begin

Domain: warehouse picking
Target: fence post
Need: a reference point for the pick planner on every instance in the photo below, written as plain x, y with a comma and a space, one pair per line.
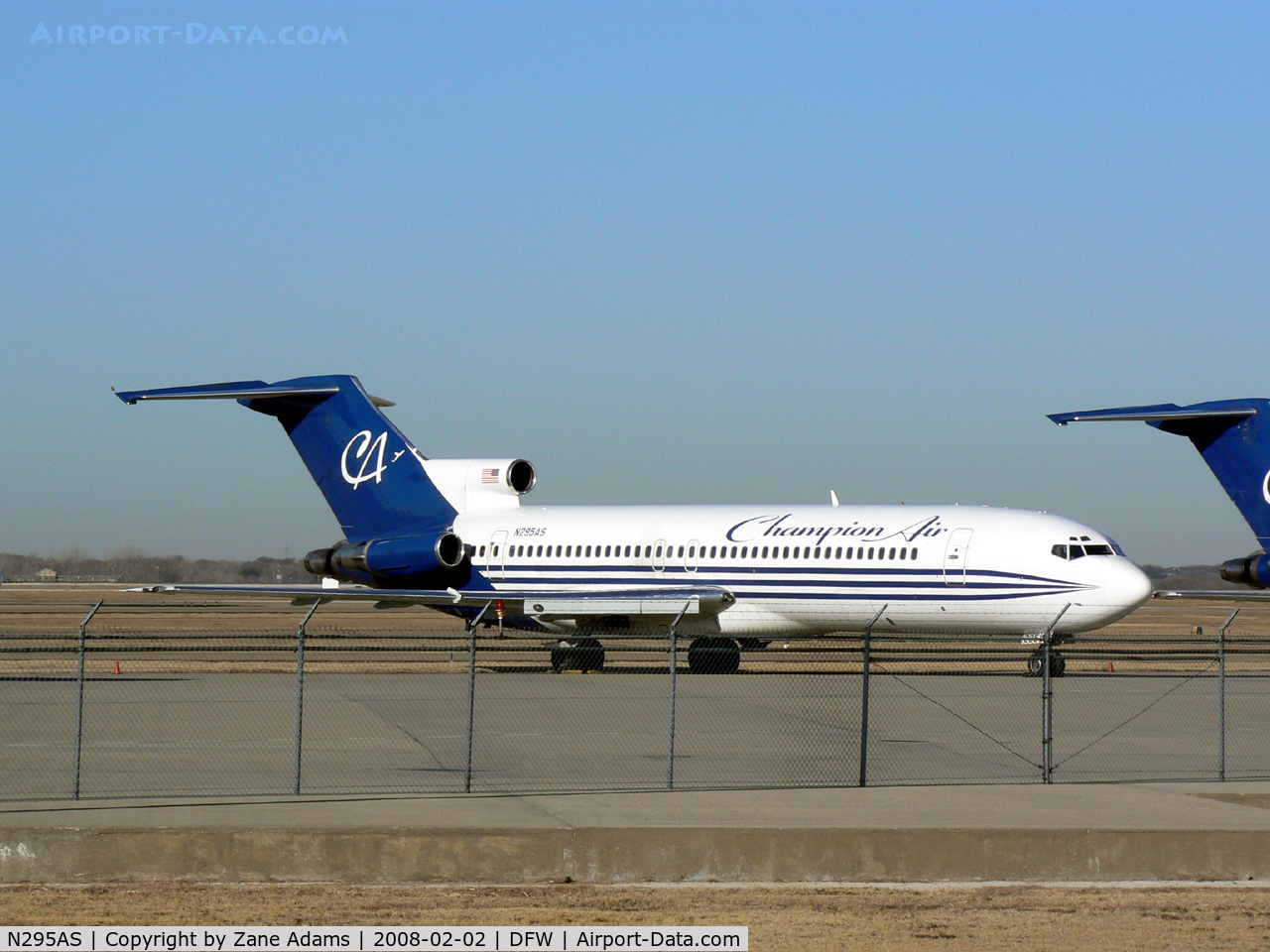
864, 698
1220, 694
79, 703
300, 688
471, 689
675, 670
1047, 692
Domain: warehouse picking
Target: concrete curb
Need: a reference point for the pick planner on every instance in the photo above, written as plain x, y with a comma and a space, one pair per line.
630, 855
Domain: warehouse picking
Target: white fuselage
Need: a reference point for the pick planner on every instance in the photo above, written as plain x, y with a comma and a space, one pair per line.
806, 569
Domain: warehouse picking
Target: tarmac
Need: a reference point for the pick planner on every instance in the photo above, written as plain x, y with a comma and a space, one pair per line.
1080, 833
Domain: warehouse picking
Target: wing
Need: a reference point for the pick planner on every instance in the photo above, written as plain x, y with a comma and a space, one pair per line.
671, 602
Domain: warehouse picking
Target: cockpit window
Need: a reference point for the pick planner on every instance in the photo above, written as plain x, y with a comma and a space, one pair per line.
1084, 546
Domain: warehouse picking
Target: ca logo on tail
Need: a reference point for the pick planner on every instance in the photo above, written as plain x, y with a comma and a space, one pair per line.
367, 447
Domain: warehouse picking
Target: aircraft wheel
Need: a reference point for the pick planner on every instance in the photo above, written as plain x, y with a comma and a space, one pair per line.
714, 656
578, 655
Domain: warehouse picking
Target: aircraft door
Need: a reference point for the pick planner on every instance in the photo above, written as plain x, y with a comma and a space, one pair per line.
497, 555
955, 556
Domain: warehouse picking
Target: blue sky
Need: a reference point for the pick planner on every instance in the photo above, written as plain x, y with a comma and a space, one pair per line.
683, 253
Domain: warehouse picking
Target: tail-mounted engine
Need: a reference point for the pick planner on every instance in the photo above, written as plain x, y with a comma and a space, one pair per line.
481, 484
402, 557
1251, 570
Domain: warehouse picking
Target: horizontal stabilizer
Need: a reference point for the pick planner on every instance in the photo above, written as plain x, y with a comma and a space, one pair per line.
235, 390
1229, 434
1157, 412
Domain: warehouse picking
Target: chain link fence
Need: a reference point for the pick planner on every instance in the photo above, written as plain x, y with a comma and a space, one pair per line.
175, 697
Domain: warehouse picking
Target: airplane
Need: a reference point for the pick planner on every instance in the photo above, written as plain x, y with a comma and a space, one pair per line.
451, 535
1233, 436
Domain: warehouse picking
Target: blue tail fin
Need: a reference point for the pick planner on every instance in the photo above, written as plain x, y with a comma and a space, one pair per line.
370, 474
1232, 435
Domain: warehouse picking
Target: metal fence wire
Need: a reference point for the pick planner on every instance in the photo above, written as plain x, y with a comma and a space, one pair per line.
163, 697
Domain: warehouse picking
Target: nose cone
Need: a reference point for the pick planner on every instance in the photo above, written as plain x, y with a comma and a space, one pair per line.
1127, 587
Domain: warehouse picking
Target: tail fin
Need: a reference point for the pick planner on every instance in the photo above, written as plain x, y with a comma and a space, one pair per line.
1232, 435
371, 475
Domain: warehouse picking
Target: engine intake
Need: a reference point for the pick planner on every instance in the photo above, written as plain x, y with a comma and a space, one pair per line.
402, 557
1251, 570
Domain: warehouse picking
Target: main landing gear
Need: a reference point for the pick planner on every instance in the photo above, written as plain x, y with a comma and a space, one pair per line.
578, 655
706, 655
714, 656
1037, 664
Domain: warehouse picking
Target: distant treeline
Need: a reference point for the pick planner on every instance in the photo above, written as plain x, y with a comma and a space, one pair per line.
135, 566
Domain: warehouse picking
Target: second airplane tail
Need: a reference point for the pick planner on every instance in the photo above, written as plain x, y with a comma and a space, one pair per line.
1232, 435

end
begin

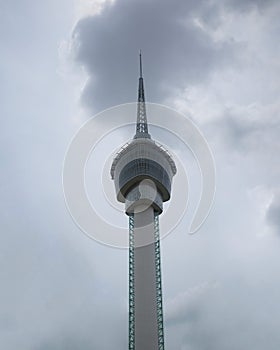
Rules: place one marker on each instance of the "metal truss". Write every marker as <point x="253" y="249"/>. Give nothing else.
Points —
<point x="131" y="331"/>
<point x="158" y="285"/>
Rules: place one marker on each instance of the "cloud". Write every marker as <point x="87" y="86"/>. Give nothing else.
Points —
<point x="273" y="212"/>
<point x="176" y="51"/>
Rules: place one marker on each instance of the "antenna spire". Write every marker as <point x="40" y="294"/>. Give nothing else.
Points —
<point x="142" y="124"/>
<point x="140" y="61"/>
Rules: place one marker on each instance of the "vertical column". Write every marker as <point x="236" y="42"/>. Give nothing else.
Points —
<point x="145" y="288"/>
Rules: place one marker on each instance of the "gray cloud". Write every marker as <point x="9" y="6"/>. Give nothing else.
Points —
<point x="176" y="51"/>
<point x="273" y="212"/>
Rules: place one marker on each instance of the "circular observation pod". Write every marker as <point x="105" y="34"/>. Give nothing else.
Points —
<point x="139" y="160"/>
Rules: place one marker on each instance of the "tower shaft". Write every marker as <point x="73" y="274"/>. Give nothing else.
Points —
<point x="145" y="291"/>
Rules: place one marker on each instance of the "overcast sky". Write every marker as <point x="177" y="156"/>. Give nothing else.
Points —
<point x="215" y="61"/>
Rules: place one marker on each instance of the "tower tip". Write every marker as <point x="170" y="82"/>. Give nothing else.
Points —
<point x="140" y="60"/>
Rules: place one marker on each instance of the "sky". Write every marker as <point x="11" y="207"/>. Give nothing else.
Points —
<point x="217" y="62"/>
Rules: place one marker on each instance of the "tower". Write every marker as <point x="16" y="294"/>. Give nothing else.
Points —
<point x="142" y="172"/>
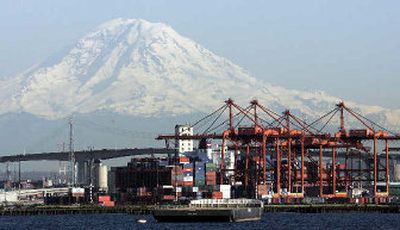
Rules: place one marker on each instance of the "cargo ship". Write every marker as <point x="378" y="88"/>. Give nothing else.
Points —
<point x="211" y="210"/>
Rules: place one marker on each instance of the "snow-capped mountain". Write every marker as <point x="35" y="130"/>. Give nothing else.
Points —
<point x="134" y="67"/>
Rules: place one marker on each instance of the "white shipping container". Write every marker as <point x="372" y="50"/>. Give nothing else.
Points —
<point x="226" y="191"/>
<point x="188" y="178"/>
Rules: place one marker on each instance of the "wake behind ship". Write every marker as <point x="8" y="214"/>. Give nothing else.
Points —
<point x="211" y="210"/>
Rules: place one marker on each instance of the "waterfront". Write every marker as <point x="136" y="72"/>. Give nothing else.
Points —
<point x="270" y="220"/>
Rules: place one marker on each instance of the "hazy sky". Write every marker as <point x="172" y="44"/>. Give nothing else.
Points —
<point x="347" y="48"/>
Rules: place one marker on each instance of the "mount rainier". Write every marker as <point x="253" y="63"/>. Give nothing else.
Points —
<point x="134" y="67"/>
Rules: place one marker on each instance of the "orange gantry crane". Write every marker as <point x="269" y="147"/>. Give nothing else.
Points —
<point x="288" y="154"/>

end

WORK TO COMPLETE: Count the lines in the records above that contain the string "airplane", treating uppercase and lowercase letters as different. Give only the number.

TASK OUTPUT: 2